* Instructions to follow
In the entries below, begin at the line that has "Category: grey jeans", stop after the line that has "pixel 478 594", and output those lines exactly with no pictures.

* Supplied material
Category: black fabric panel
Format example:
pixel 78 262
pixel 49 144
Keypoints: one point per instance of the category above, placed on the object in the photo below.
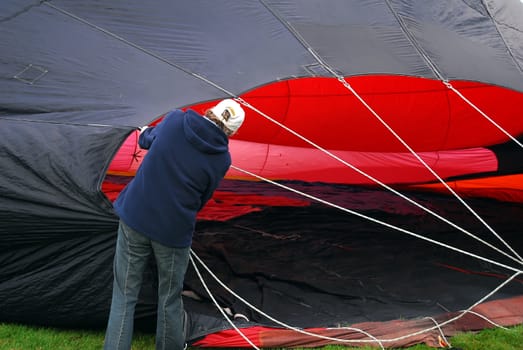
pixel 318 266
pixel 509 156
pixel 50 183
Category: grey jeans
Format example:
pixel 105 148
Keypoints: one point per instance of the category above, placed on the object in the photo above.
pixel 132 252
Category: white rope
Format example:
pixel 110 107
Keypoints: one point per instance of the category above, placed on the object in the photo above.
pixel 400 139
pixel 374 339
pixel 462 313
pixel 378 221
pixel 285 325
pixel 216 303
pixel 441 333
pixel 330 154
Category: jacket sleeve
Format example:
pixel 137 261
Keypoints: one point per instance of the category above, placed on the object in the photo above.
pixel 148 135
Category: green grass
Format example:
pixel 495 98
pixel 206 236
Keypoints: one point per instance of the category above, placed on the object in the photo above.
pixel 18 337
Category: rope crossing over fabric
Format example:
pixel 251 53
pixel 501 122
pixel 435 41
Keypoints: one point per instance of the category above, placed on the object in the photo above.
pixel 514 256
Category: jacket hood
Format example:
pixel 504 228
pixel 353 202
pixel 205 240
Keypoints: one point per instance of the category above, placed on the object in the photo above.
pixel 203 134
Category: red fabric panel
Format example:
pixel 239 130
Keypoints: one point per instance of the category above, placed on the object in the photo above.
pixel 505 312
pixel 507 188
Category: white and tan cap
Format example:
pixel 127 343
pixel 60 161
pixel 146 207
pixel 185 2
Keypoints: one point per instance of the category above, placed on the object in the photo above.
pixel 235 116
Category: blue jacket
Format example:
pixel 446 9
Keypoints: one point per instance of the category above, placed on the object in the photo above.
pixel 188 157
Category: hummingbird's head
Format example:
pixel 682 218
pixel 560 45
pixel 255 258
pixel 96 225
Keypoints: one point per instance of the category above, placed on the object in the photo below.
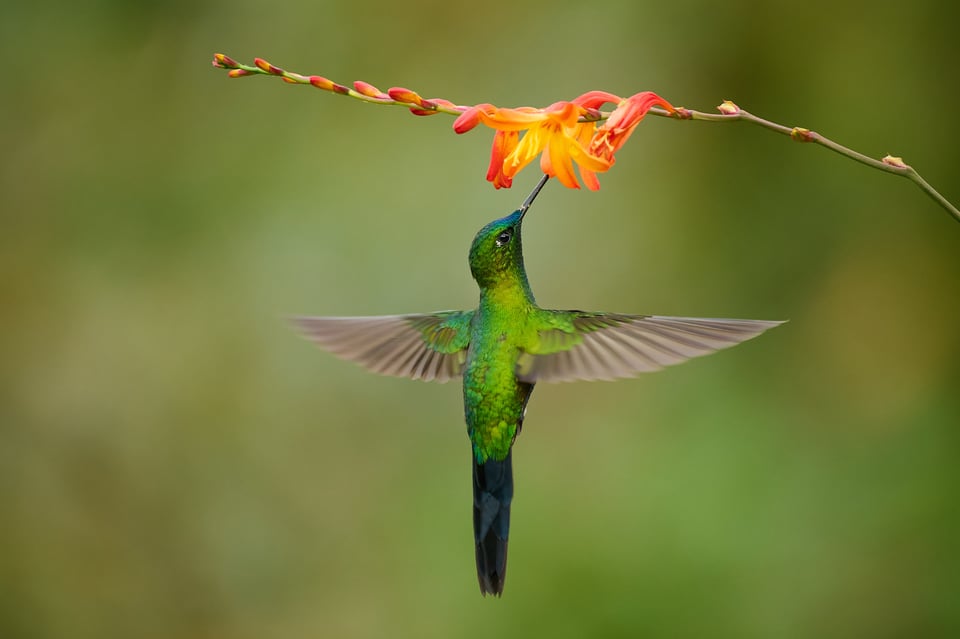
pixel 497 253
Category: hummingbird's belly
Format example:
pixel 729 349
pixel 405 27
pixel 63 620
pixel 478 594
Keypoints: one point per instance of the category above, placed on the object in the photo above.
pixel 493 400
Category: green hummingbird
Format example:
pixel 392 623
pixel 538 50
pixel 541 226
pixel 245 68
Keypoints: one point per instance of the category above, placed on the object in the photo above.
pixel 501 349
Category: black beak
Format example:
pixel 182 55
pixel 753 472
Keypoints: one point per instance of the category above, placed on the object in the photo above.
pixel 533 195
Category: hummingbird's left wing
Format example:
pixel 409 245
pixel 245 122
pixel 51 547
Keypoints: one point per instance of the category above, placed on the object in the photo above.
pixel 430 346
pixel 595 346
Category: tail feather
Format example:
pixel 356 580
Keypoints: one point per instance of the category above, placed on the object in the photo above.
pixel 492 494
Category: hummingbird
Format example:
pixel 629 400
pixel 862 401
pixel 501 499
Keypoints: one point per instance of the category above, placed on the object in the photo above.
pixel 504 347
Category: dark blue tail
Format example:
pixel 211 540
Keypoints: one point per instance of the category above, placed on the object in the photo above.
pixel 492 494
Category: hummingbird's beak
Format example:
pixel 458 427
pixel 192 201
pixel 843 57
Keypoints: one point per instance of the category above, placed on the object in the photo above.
pixel 533 195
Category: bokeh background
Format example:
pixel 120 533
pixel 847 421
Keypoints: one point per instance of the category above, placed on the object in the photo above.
pixel 176 462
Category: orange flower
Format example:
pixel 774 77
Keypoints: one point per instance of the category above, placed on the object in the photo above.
pixel 621 123
pixel 562 134
pixel 555 133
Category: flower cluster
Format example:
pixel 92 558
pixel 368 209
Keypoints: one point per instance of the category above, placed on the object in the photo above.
pixel 563 134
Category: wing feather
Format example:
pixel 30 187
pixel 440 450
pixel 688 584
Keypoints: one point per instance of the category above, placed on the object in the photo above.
pixel 430 347
pixel 606 346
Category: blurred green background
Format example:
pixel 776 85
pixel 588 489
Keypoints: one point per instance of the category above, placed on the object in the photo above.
pixel 176 462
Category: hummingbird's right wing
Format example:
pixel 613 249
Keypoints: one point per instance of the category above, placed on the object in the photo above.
pixel 595 346
pixel 430 346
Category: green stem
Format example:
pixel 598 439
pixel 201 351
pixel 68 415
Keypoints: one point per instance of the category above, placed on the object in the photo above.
pixel 804 135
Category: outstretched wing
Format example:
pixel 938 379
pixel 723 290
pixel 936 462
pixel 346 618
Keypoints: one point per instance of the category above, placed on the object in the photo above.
pixel 594 346
pixel 431 347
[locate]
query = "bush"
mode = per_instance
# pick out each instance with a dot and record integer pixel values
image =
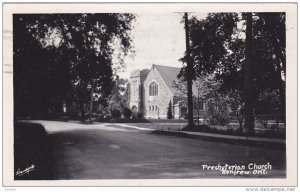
(140, 115)
(127, 113)
(115, 113)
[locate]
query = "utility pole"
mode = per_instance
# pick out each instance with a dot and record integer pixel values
(249, 84)
(189, 74)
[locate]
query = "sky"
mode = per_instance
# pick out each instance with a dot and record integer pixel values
(158, 39)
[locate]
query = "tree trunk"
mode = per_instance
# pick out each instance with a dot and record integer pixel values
(81, 106)
(189, 74)
(248, 84)
(91, 104)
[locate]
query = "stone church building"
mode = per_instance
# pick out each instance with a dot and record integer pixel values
(152, 93)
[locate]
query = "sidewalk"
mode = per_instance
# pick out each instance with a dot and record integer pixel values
(218, 137)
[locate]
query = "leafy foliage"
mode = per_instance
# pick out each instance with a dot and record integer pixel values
(68, 56)
(169, 113)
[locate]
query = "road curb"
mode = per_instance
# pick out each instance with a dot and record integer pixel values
(238, 140)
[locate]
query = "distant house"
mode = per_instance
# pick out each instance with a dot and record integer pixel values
(152, 92)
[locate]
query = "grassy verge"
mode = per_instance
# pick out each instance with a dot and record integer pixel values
(31, 147)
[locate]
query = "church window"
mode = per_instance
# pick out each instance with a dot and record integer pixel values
(153, 89)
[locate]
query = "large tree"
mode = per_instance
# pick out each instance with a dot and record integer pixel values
(218, 46)
(81, 48)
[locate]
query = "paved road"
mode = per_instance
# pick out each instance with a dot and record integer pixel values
(108, 151)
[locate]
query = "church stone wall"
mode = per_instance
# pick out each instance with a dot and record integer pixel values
(159, 103)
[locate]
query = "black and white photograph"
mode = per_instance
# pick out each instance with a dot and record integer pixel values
(186, 93)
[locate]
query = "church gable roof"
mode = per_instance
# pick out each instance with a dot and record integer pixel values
(169, 75)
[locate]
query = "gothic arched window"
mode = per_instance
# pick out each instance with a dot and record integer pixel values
(153, 89)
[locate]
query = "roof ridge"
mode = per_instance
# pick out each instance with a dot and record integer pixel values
(166, 66)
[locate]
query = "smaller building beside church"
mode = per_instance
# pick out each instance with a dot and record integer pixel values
(152, 94)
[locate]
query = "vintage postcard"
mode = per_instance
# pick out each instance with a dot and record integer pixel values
(150, 94)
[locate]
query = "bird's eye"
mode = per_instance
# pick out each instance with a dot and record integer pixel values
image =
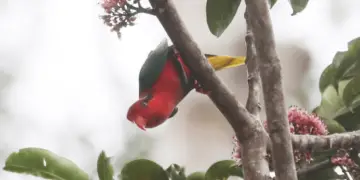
(146, 100)
(144, 103)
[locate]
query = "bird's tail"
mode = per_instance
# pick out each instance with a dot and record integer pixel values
(223, 62)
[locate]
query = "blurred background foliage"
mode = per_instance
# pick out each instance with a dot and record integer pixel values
(66, 81)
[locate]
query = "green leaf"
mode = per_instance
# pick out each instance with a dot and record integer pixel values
(223, 169)
(43, 163)
(143, 169)
(333, 126)
(327, 77)
(351, 120)
(196, 176)
(298, 6)
(176, 172)
(347, 63)
(104, 167)
(332, 105)
(219, 14)
(351, 92)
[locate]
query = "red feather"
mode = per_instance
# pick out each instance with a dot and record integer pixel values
(166, 93)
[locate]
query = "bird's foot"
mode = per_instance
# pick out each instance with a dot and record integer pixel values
(200, 89)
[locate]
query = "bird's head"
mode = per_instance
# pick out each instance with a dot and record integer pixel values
(149, 111)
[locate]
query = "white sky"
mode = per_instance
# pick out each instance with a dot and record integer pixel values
(73, 78)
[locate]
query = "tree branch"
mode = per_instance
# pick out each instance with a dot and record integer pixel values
(312, 143)
(270, 72)
(249, 131)
(315, 168)
(253, 101)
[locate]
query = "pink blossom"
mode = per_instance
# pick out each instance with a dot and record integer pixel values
(301, 122)
(108, 4)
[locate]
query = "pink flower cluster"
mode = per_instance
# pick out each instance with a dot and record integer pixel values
(301, 122)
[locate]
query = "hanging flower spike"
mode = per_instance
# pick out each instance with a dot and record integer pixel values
(300, 122)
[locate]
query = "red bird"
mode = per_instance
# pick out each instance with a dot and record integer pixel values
(164, 80)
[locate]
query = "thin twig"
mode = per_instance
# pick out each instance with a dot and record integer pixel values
(354, 155)
(271, 78)
(140, 8)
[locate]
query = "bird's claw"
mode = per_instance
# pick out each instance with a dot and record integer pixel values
(200, 89)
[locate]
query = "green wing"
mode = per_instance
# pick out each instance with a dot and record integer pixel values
(153, 66)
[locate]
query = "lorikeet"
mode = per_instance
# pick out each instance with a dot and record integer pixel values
(164, 80)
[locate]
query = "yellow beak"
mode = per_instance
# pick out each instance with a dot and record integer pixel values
(223, 62)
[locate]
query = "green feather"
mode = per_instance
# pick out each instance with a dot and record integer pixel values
(153, 66)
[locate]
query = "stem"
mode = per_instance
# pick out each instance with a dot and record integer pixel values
(271, 78)
(249, 131)
(315, 168)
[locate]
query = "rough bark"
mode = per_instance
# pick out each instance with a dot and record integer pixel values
(270, 73)
(312, 143)
(253, 106)
(248, 130)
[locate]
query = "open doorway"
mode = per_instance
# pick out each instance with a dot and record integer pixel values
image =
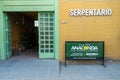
(24, 34)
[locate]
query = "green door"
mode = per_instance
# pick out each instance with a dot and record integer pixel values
(8, 35)
(46, 35)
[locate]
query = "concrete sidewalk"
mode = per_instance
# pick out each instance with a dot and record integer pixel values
(41, 69)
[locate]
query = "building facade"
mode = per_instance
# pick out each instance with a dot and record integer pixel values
(60, 21)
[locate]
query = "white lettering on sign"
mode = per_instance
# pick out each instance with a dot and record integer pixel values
(82, 48)
(90, 12)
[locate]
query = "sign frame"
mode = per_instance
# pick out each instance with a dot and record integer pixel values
(83, 57)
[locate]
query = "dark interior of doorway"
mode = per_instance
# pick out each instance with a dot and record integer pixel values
(24, 34)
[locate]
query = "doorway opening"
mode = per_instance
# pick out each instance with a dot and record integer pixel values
(24, 34)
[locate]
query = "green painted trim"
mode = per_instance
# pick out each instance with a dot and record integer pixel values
(27, 8)
(47, 5)
(28, 2)
(56, 30)
(2, 40)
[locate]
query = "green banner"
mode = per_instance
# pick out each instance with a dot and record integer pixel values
(84, 50)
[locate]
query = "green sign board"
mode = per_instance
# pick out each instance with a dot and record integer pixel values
(84, 50)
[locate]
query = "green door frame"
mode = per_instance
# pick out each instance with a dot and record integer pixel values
(27, 6)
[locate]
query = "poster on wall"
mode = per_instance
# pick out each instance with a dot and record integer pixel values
(76, 50)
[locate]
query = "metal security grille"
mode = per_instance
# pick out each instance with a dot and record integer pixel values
(46, 32)
(8, 33)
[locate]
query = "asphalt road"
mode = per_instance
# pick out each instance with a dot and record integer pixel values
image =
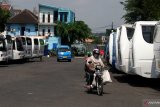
(60, 84)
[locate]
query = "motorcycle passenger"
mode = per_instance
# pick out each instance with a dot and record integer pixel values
(91, 64)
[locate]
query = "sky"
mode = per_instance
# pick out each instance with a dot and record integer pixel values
(97, 14)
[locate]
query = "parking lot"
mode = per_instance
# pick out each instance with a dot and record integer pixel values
(60, 84)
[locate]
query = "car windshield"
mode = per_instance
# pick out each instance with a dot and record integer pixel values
(63, 49)
(2, 45)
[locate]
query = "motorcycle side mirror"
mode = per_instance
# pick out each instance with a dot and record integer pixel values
(90, 62)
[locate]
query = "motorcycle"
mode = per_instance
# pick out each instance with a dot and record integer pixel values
(97, 80)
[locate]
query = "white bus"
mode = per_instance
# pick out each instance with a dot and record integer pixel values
(111, 47)
(126, 33)
(3, 49)
(35, 47)
(142, 49)
(41, 44)
(116, 46)
(157, 49)
(18, 50)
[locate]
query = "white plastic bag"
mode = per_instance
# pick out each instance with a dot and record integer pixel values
(106, 77)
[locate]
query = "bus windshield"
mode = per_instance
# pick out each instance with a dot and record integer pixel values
(2, 45)
(63, 49)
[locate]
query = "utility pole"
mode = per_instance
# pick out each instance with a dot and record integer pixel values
(112, 25)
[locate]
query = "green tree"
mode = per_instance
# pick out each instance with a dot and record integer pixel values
(141, 10)
(70, 32)
(4, 16)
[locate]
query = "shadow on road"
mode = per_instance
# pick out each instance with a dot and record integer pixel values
(137, 81)
(95, 92)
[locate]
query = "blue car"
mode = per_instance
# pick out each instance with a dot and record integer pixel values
(64, 53)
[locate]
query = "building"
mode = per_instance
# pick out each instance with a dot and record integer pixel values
(24, 23)
(48, 15)
(66, 15)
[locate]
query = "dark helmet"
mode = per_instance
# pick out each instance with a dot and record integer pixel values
(96, 51)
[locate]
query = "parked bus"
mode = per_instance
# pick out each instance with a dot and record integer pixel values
(142, 49)
(41, 43)
(126, 33)
(157, 49)
(116, 46)
(111, 48)
(3, 49)
(18, 50)
(34, 45)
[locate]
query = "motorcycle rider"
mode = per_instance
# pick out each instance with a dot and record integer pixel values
(91, 64)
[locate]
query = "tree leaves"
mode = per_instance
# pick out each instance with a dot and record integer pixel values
(70, 32)
(141, 10)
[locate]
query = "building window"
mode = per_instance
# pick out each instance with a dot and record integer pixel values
(55, 15)
(43, 18)
(48, 17)
(43, 32)
(36, 28)
(49, 31)
(65, 17)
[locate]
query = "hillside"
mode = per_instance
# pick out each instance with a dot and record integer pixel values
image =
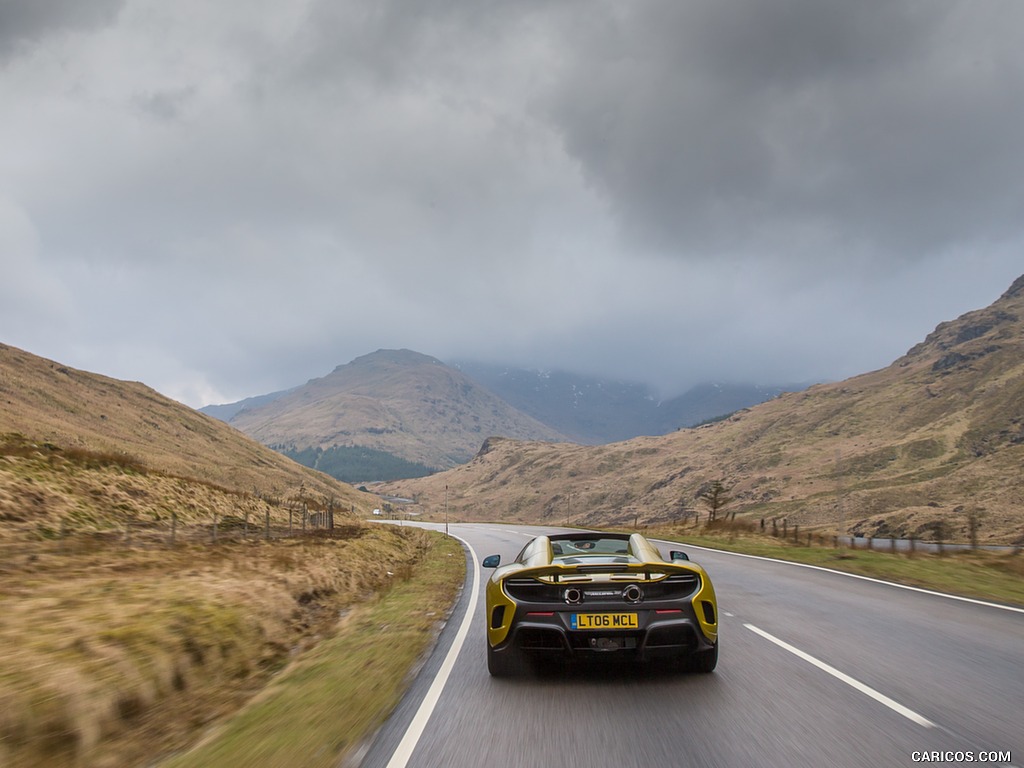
(93, 448)
(396, 401)
(937, 436)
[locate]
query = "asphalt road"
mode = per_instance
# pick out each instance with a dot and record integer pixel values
(816, 669)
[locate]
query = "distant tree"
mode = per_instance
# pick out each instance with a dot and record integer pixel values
(714, 498)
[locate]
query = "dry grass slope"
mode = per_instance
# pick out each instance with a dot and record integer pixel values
(119, 642)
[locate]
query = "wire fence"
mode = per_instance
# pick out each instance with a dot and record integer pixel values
(173, 530)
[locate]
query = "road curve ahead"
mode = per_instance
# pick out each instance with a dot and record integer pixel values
(816, 669)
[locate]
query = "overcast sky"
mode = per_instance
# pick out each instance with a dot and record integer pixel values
(225, 199)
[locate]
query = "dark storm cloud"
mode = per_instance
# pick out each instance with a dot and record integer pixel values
(24, 22)
(716, 126)
(769, 190)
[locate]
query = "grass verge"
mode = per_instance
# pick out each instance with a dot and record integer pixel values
(322, 707)
(985, 576)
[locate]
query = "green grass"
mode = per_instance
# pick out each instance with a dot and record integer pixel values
(322, 707)
(979, 574)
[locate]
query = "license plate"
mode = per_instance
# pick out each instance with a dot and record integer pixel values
(604, 622)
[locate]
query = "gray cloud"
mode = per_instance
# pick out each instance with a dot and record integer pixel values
(225, 199)
(23, 23)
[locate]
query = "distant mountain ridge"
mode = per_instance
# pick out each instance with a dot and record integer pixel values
(395, 401)
(594, 411)
(928, 446)
(396, 413)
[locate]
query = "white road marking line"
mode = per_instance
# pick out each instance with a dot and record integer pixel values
(865, 689)
(404, 749)
(854, 576)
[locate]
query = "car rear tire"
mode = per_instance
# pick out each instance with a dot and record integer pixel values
(505, 664)
(705, 660)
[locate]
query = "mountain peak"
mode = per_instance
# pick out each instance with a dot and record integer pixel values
(391, 356)
(1016, 290)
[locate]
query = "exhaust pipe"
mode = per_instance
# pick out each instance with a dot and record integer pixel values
(633, 594)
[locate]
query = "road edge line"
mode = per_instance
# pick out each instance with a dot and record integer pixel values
(402, 753)
(842, 676)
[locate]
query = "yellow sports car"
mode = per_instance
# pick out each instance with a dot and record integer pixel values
(599, 596)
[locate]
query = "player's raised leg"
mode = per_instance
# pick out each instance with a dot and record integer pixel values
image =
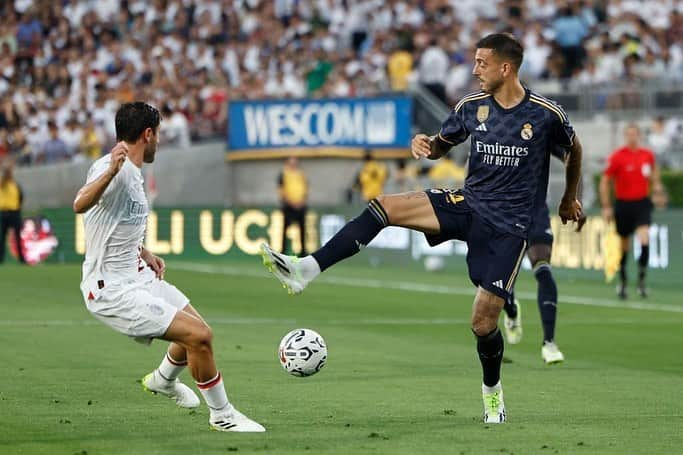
(490, 346)
(164, 379)
(195, 336)
(411, 210)
(623, 278)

* Problem solution
Category: grey jeans
Format example:
pixel 105 148
Keypoints: one point per instance of the category above, placed on the object in the photo above.
pixel 132 252
Category: white rope
Format example:
pixel 110 107
Keypoints: one point per instance of the category above, placed on the object in the photo above.
pixel 400 139
pixel 374 339
pixel 462 313
pixel 378 221
pixel 285 325
pixel 216 303
pixel 441 333
pixel 330 154
Category: jacket sleeve
Format example:
pixel 137 261
Keypoints: one point per instance of the category above, placed on the object in the photo above.
pixel 148 135
Category: green grass
Format example:
pixel 495 98
pixel 206 236
Keypoints: one point per instance of the category above, placed on the object in the photo above.
pixel 18 337
Category: rope crossing over fabric
Format example:
pixel 251 53
pixel 501 122
pixel 435 41
Keypoints: one point per instance of the category above, placed on the object in the photo above.
pixel 514 256
Category: jacket hood
Format example:
pixel 504 228
pixel 353 202
pixel 205 240
Keypoints: one point per instance of the category above, placed on the object in the photo above.
pixel 203 134
Category: red fabric panel
Format example:
pixel 239 130
Keypoints: one point per instance of the category above, placed on the object in the photo above.
pixel 505 312
pixel 507 188
Category: white and tan cap
Format example:
pixel 127 343
pixel 60 161
pixel 146 207
pixel 185 2
Keypoints: one point per instance of the category above, placed on the object in the photo above.
pixel 235 116
Category: blue jacket
Format example:
pixel 446 9
Keypoints: one point per instance of the category above, placed on the object in the photo above.
pixel 188 157
Category: hummingbird's head
Format example:
pixel 682 218
pixel 560 45
pixel 255 258
pixel 96 225
Keypoints: one point per instance of the category above, placed on the object in the photo below.
pixel 497 253
Category: hummingbird's belly
Format example:
pixel 729 349
pixel 405 27
pixel 63 620
pixel 478 594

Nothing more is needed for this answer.